Le Pen, le peuple et les « gens »
C'est un bien curieux retournement. Voilà que les politologues distingués de la pensée dominante viennent de (re)découvrir le peuple. Ce même peuple qu'ils nous disaient dissous dans une vaste et informe classe moyenne, cette classe ouvrière qu'ils nous disaient embourgeoisée et devenue invisible... Leur nouvel intérêt se fonde en fait sur une bien mauvaise raison : ils croient pouvoir affirmer, avec un mélange de mépris et de jubilation, que les « couches populaires » auraient massivement voté pour Le Pen. Ce qui leur permet à la fois d'exprimer leur haine d'un peuple ainsi encanaillé et leur satisfaction de pouvoir proclamer, croient-ils, que les classes populaires échappent définitivement à la gauche. Cette accumulation d'erreurs et, dans le meilleur des cas, d'approximations tendancieuses n'a rien d'innocent. Les « politistes » sont ces personnages, toujours les mêmes (Perrineau, Reynié, etc.), qui ont colonisé les médias pour y vendre (fort cher), sans vergogne et pour l'édification des masses, ce qui n'est que leur propre opinion sous couvert de discours scientifique.
La fable du vote populaire lepéniste risque de faire long feu. Le sondage CSA-l'Humanité du 10.05.2012 fait apparaître que, chez les ouvriers et employés, 62% des actifs et 70% des ouvriers ont voté à gauche au second tour des présidentielles. Voilà qui ne paraît guére compatible avec leur prétendu lepénisme. Mais n'éludons pas la question. Comment des politologues supposés sérieux peuvent-ils faire semblant d'oublier qu'une large fraction des classes populaires a toujours voté à droite et qu'une partie a pu facilement glisser à l'extrême-droite ? De même, on sait qu'une bonne part de l'électorat communiste, depuis 30 ans, a glissé soit vers l'absentation, soit vers le vote socialiste. Le mérite de la campagne du Front de Gauche a justement été de mettre un coup d'arrêt à cette dérive et de remobiliser les électeurs communistes et apparentés. Ce que beaucoup d' « observateurs » ont d'ailleurs reconnu, non sans grincements de dents.

DONNÉES FOURNIES →
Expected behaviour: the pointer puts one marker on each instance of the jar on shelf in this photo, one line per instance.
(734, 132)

ÉNONCÉ DU PROBLÈME →
Relevez tous les mots ou expressions que l'extrait de page place entre guillemets, titre compris.

CORRIGÉ →
« gens », « couches populaires », « politistes », « observateurs »